Record extracts START

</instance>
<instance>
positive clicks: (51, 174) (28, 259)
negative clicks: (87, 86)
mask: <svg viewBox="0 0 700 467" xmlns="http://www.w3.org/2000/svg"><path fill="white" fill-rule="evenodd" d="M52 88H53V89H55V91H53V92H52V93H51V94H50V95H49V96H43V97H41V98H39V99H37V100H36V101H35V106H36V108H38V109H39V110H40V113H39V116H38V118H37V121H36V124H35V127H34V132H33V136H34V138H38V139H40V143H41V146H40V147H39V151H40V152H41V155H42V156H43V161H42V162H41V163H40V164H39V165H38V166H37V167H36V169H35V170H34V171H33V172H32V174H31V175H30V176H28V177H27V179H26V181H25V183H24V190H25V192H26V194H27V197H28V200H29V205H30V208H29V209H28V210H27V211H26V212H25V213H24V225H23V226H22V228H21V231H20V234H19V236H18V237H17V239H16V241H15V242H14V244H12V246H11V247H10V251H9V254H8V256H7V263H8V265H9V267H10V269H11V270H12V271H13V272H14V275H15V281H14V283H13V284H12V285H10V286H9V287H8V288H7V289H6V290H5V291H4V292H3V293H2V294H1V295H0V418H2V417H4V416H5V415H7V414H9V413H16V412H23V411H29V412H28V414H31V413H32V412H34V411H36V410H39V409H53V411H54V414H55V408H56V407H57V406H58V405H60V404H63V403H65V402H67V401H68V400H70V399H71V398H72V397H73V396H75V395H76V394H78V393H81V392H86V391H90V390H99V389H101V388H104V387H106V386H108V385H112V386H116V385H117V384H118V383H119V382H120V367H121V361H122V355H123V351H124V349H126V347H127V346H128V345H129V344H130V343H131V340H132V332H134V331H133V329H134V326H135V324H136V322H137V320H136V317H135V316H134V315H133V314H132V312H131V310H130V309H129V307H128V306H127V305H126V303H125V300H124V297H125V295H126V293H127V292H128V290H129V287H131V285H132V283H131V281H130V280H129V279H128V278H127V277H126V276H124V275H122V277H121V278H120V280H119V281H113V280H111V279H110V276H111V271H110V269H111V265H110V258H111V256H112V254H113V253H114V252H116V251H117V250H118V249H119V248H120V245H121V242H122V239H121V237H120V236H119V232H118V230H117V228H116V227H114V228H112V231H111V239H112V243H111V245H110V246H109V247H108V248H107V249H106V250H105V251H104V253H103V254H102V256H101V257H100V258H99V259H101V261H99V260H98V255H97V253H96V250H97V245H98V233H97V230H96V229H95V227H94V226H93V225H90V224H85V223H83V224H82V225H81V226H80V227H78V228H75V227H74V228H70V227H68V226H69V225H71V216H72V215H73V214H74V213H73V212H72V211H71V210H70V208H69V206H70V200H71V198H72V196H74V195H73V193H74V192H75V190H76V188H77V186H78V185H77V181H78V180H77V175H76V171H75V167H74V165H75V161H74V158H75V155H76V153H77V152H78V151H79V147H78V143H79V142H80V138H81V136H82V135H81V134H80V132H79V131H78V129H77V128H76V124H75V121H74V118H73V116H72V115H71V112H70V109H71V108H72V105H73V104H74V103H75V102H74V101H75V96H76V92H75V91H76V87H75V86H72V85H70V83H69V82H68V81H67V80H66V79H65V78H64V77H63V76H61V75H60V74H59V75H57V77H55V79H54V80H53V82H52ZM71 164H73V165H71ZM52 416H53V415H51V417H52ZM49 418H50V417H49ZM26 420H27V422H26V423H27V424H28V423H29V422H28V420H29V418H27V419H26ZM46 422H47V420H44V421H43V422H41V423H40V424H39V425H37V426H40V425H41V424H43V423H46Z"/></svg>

Record extracts END

Your goal: Lines holding the string "clicks" must be copied out of the entries above.

Completed task:
positive clicks: (51, 174) (28, 259)
negative clicks: (87, 86)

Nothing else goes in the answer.